───── Data for processing
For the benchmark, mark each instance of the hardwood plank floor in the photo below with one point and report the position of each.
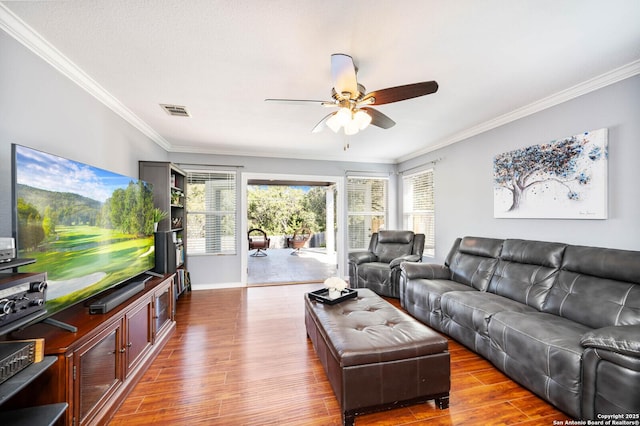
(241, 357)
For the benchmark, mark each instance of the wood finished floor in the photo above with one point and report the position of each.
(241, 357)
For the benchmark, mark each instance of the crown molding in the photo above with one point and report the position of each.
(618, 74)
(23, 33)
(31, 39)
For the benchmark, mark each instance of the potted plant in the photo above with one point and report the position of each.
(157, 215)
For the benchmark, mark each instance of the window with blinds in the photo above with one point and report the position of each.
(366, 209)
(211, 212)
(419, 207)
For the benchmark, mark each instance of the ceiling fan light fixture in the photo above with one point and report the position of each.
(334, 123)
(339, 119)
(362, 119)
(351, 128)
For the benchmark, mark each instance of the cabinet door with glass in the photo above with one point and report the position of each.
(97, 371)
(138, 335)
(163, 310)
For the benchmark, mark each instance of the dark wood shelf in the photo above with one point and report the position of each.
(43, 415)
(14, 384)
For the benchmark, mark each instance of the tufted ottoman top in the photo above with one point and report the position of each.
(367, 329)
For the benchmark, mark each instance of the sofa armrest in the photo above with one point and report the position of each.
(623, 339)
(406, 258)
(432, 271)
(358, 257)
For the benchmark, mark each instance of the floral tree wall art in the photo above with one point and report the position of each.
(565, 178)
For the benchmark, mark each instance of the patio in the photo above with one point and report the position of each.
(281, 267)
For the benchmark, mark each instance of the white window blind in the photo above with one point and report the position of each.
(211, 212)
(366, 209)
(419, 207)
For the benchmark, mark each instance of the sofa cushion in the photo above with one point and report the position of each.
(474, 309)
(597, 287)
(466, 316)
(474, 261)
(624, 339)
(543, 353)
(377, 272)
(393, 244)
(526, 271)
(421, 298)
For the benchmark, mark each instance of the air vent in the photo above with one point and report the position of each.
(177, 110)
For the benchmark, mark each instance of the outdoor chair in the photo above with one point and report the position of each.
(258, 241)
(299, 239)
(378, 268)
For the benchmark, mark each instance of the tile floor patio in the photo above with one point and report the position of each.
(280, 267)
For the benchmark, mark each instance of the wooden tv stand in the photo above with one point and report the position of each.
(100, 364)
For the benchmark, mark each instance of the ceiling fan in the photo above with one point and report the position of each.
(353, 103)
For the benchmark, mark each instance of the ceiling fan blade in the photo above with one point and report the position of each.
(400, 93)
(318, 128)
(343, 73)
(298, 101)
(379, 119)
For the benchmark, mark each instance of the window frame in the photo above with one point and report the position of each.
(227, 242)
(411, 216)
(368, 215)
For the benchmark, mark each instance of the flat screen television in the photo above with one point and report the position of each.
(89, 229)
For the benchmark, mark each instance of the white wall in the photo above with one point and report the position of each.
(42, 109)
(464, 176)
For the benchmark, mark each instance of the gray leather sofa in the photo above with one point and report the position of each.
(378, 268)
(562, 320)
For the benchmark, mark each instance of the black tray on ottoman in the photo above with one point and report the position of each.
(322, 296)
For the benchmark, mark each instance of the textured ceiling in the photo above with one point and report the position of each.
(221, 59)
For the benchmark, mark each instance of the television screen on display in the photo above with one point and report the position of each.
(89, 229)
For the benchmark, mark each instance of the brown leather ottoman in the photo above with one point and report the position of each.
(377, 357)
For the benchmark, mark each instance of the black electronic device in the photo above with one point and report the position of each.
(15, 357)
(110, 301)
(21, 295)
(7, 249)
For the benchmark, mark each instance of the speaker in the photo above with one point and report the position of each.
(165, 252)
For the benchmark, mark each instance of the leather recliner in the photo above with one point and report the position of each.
──────────
Copy everything in the records above except the pictures, exactly as written.

For the benchmark, mark each instance of the hardwood plank floor in the photo below with one point and report the position of each.
(241, 357)
For the benchmark, mark each instance of the wood finished floor in the photo above with one point and report the position of each.
(241, 357)
For the benchmark, mark each instance of the crown molding in the photo above with one point and report the position of each.
(618, 74)
(23, 33)
(31, 39)
For the benchmark, mark each instance of the potted plant in the photo above with one point and report the position of each.
(157, 215)
For the benchmark, mark each instance of the window with blinds in the photo above with one point and report the position of each.
(366, 209)
(211, 212)
(419, 207)
For the benchmark, mark each instance of the ceiling fan light fixture in the photo above with one point and report the position of each.
(334, 123)
(339, 119)
(362, 119)
(351, 128)
For the benchmark, mark each instance of the cabinet door with glass in the photo above with one point and report the position of each.
(97, 371)
(138, 335)
(163, 310)
For the benchmark, mark each instance of the dark wood shelf in the photo above with one point and report the position of each.
(43, 415)
(14, 384)
For the benchmark, mark each instance of the tufted ottoman top in the photo above with one point and report the position of each.
(367, 329)
For the benchmark, mark each instance of the sofa armrest in the photo above with one point and report the position of each.
(623, 339)
(406, 258)
(432, 271)
(358, 257)
For the benchmark, mark each instance of the floral tree wall art in the photo above with one point and report the position of each.
(565, 178)
For the benchmark, mark each instance of the patio in the photo above with one point and report the position of each.
(281, 267)
For the benchmark, mark each instance of the white window blind in the photo above with one point and report the position of each.
(211, 212)
(366, 209)
(419, 207)
For the benchmark, mark each instance of the sofa cushion in the photo above with one point and report the position of each.
(474, 309)
(597, 287)
(466, 316)
(474, 261)
(624, 339)
(543, 353)
(377, 272)
(393, 244)
(526, 271)
(421, 298)
For the benchmark, mark each instance of the air vent in the photo above with one point and report the position of each.
(177, 110)
For the benchmark, mark each instance of the outdoor chair in the photo above with one point and report the position of each.
(258, 241)
(299, 239)
(378, 268)
For the benchmark, mark each instance of the tile floor patio in the photo above with one point and report the position of each.
(280, 267)
For the benchmark, mark each instance of the wooden tv stand in the photo above with one point and report the position of each.
(100, 364)
For the benchmark, mark each instance of the ceiling fan in the photo above with one point and report the position of each.
(353, 103)
For the benchmark, mark each instance of the ceiling fan blade in the photo above with one point and report the position of each.
(400, 93)
(318, 128)
(343, 73)
(298, 101)
(379, 119)
For the benchmark, mark each instance of the window frame in the photo above with one point and report the position of each.
(227, 242)
(411, 216)
(368, 215)
For the benchmark, mark each instance of the flat screen television in the photo above with one point and report the position of each.
(89, 229)
For the benchmark, mark each instance of the white wall in the photo above with one point and report the position of each.
(42, 109)
(464, 176)
For the benchmark, mark each instance of the gray leather sofa in the photo above with one point and report the position of each.
(378, 268)
(562, 320)
For the benchmark, mark each instance of the black tray on ottoman in the photo above with one point and report the position of each.
(322, 296)
For the benchmark, mark each instance of the textured ceiling in the photo above with one point and report the position of each.
(221, 59)
For the benchmark, mark each instance of the television screen on display in the photo above with one point and report the position of each.
(89, 229)
For the benchmark, mark each instance of the brown leather ottoman in the photo above with one point and report the position of each.
(377, 357)
For the benchmark, mark each instance of the black electronic device in the photo above with one point and report the position of each.
(15, 357)
(110, 301)
(21, 295)
(7, 249)
For the benchmark, mark each instance of the speaker in the photo above with one point and report the position of each.
(165, 252)
For the benchmark, mark each instance of the leather recliner in the photo above with one point and report the position of each.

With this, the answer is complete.